**Your objective:** Set down, without alteration, the lines from the one that contains "Would you be so kind as to mark the older" through the final line of the material below.

Coordinate labeling data
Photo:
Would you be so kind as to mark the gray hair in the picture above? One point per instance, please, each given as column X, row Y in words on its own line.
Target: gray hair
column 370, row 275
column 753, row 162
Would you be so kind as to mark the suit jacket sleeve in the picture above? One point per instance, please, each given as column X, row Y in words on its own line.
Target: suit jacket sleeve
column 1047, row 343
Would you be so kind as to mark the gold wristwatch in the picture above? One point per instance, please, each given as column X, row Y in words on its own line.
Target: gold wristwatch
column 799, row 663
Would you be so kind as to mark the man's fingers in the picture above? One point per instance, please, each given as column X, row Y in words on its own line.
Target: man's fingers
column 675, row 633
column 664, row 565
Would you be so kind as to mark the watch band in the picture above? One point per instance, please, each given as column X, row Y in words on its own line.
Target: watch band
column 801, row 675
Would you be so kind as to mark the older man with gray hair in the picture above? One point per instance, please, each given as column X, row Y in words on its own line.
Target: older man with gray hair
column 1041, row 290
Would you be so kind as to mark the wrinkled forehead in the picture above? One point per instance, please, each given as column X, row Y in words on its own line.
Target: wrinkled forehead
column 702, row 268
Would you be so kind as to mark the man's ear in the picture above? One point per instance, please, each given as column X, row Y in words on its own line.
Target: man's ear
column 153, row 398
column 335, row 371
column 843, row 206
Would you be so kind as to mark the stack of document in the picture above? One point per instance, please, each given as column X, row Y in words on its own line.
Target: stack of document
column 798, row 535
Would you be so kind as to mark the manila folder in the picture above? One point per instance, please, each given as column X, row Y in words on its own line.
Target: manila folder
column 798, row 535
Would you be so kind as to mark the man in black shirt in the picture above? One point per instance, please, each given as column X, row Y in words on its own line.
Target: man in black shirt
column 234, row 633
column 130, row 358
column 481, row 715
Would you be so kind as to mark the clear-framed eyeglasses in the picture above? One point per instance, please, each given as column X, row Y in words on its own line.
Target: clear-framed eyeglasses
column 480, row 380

**Answer for this exercise:**
Would you be so kind as to mark the older man with gray hair in the picture above? One point per instance, please, each given as column X, row Y in words on its own line.
Target: older man with gray hair
column 1041, row 290
Would you be so kind as to mark the wrinkled forehead in the picture above? One point per instance, please, each given as column X, row Y in words on its own line.
Target: wrinkled forehead
column 702, row 268
Would you be so kind as to mark the man's ear in the picture above? One point per instance, please, each given as column X, row Y in words on its own line.
Target: man's ear
column 153, row 398
column 335, row 371
column 843, row 206
Would you be so kind as to mark the stack of document in the picture above? One point per instance, please, each given as column X, row Y in words on its own line.
Target: stack of document
column 798, row 535
Would you be so kind as to mark the manila folder in the picture above? One point per instance, please, each given as column X, row Y in words on its own line.
Target: manila folder
column 798, row 535
Would you be so kind as to mark the man in black shirt in the picture above? One point per instance, please, each given as column X, row Y in words on its own line.
Target: man in black shirt
column 234, row 633
column 130, row 358
column 481, row 715
Would you be so kind as to mark the clear-framed eyeglasses in the picture above? One point per instance, please, each given as column X, row Y in words on its own line.
Target: clear-framed eyeglasses
column 480, row 380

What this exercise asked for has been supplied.